The task | Reproduce the passage of the blog post below, starting at "I want to work" and ending at "best of motives.".

___ Page extract ___

Jan. 9th, 2007

Kids

Jan. 9th, 2007 10:47 am
peterbirks: (Default)
There's a marvellous minor character in The Simpsons who, once every 50 episodes or so, can be heard shouting "won't somebody think of the children!"

To which my response is, as I snuffle my way through another cold, "won't somebody think of the adults?"

I want to work in an office where none of the staff have kids of a school age. That way I might, just might, avoid the myriad of diseases which their Typhoid Mary parents bring into the office to spread like so many anthrax packages.

I suppose I would accept working with parents who educate their children at home and who don't allow them any contact with other children, but I suspect that I might be wary of such parents for other reasons, one of which being that they would clearly be total nutters.

I've always been rather suspicious of parents who don't let their children watch television, although my suspicion is tempered by my knowledge that they are doing what they do from the best of motives.

On the plus side: Your kids are not indoctrinated with consumerist pap and mindless pro-American cartoons
On the minus side: Your kids will have even less in common with other children than they would have had anyway (not much, since any parents who are suspicious of television are obviously head and shoulders above the normal chav-parenting fare I see pushing prams through Lewisham shopping centre). This is a big minus. Being radically different from your peers when very young is horrible and changes your attitudes to society for life. Mixing becomes harder and alienation becomes more likely. Is a slightly higher score in knowledge worth these disadvantages? Certainly the people who "get on" don't look to be the types who were denied popular culture in their youth. They are people who can get on with those of all levels; and if that includes the ability to discuss Transformers cartoons when you were a kid, then so be it.

___ Provided records ___

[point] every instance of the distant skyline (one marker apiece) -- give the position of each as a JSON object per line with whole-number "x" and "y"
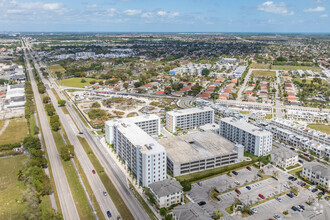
{"x": 291, "y": 16}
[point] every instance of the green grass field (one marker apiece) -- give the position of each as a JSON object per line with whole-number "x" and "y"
{"x": 16, "y": 131}
{"x": 75, "y": 82}
{"x": 83, "y": 208}
{"x": 11, "y": 190}
{"x": 259, "y": 66}
{"x": 56, "y": 68}
{"x": 263, "y": 73}
{"x": 113, "y": 193}
{"x": 320, "y": 127}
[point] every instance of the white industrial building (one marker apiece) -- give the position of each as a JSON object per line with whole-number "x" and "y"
{"x": 255, "y": 140}
{"x": 15, "y": 96}
{"x": 283, "y": 157}
{"x": 312, "y": 134}
{"x": 188, "y": 118}
{"x": 199, "y": 151}
{"x": 142, "y": 154}
{"x": 317, "y": 173}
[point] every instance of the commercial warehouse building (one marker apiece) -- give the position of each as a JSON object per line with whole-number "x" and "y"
{"x": 199, "y": 151}
{"x": 188, "y": 118}
{"x": 142, "y": 154}
{"x": 255, "y": 140}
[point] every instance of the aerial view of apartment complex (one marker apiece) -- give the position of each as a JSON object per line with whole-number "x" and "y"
{"x": 165, "y": 110}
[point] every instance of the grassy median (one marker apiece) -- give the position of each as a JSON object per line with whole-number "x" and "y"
{"x": 114, "y": 194}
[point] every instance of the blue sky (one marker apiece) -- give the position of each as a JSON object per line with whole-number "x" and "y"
{"x": 165, "y": 15}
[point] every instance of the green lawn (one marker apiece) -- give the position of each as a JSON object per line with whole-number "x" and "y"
{"x": 83, "y": 208}
{"x": 259, "y": 66}
{"x": 16, "y": 131}
{"x": 75, "y": 82}
{"x": 11, "y": 190}
{"x": 320, "y": 127}
{"x": 113, "y": 193}
{"x": 263, "y": 73}
{"x": 56, "y": 68}
{"x": 289, "y": 67}
{"x": 308, "y": 81}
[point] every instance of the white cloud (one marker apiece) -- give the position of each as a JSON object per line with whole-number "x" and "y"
{"x": 162, "y": 13}
{"x": 147, "y": 15}
{"x": 132, "y": 12}
{"x": 317, "y": 9}
{"x": 52, "y": 6}
{"x": 271, "y": 7}
{"x": 92, "y": 6}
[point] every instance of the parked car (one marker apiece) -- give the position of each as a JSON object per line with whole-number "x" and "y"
{"x": 254, "y": 210}
{"x": 261, "y": 196}
{"x": 278, "y": 199}
{"x": 294, "y": 208}
{"x": 302, "y": 207}
{"x": 290, "y": 195}
{"x": 276, "y": 216}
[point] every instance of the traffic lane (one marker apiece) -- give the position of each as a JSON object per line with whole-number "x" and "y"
{"x": 95, "y": 182}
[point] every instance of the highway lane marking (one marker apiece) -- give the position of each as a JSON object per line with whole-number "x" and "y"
{"x": 277, "y": 208}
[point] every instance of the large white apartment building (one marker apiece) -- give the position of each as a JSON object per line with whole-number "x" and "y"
{"x": 317, "y": 173}
{"x": 188, "y": 118}
{"x": 255, "y": 140}
{"x": 301, "y": 130}
{"x": 304, "y": 143}
{"x": 284, "y": 157}
{"x": 142, "y": 154}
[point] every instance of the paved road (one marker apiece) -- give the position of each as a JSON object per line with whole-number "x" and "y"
{"x": 67, "y": 204}
{"x": 110, "y": 167}
{"x": 95, "y": 182}
{"x": 247, "y": 77}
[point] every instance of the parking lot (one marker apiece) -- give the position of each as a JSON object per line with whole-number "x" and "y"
{"x": 268, "y": 188}
{"x": 200, "y": 191}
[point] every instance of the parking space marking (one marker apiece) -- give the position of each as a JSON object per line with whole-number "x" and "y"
{"x": 277, "y": 208}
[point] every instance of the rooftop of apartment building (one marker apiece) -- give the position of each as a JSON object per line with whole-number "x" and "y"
{"x": 284, "y": 153}
{"x": 320, "y": 169}
{"x": 139, "y": 138}
{"x": 244, "y": 125}
{"x": 189, "y": 111}
{"x": 196, "y": 146}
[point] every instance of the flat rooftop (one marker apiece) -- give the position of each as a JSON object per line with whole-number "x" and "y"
{"x": 189, "y": 111}
{"x": 196, "y": 146}
{"x": 140, "y": 138}
{"x": 245, "y": 126}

___

Solution to this problem |
I want to work in an office where none of the staff have kids of a school age. That way I might, just might, avoid the myriad of diseases which their Typhoid Mary parents bring into the office to spread like so many anthrax packages.

I suppose I would accept working with parents who educate their children at home and who don't allow them any contact with other children, but I suspect that I might be wary of such parents for other reasons, one of which being that they would clearly be total nutters.

I've always been rather suspicious of parents who don't let their children watch television, although my suspicion is tempered by my knowledge that they are doing what they do from the best of motives.